_Task directions_
Copy out every line from the one containing "sky and report the pixel coordinates." down to the end of the data, and add -24 to each pixel coordinate value in the answers along the way.

+---+

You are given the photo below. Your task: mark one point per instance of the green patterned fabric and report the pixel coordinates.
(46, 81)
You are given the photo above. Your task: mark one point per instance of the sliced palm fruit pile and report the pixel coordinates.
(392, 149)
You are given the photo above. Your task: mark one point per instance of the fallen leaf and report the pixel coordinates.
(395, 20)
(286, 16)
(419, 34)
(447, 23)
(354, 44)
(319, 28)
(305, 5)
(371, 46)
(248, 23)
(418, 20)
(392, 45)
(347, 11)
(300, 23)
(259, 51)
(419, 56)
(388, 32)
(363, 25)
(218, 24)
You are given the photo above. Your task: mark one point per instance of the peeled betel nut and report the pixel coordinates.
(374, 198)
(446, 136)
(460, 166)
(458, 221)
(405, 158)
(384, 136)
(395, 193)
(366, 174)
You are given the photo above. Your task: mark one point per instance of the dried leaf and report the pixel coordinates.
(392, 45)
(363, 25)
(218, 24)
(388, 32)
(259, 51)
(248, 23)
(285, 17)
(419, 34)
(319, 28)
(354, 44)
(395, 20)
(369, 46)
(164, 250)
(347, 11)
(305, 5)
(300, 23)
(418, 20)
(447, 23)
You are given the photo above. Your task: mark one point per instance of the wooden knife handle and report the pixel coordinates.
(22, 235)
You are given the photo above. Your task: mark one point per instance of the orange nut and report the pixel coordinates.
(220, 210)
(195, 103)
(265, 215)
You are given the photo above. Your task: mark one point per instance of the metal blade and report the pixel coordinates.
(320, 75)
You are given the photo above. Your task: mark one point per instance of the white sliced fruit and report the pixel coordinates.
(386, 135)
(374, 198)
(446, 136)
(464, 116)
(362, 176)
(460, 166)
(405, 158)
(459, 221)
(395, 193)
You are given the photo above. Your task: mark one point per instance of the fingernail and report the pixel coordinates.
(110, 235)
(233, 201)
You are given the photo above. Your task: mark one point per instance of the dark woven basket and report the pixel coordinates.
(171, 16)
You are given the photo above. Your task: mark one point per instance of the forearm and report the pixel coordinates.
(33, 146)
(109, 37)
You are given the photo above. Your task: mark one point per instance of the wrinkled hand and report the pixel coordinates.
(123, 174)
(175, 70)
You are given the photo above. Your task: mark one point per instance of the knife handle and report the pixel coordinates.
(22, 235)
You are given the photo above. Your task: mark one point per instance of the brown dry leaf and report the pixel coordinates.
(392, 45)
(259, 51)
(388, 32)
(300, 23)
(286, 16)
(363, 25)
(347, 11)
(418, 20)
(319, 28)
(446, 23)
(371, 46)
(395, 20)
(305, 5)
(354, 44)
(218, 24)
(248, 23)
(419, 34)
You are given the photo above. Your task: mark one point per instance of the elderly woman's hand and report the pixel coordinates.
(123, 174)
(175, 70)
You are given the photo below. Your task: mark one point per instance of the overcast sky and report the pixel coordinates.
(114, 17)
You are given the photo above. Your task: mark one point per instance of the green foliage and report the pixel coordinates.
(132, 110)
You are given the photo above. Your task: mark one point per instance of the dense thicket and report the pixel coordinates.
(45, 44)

+---+

_In response_
You are given the photo below. Your task: mark one point per instance of the overcast sky and report the pixel coordinates.
(90, -7)
You are given the photo above. Your task: mark one point per instance of the green foliage and report the pixel coordinates.
(108, 86)
You are given the photo above. Your task: mark one point per instance of the dense thicket and report the pixel coordinates.
(21, 20)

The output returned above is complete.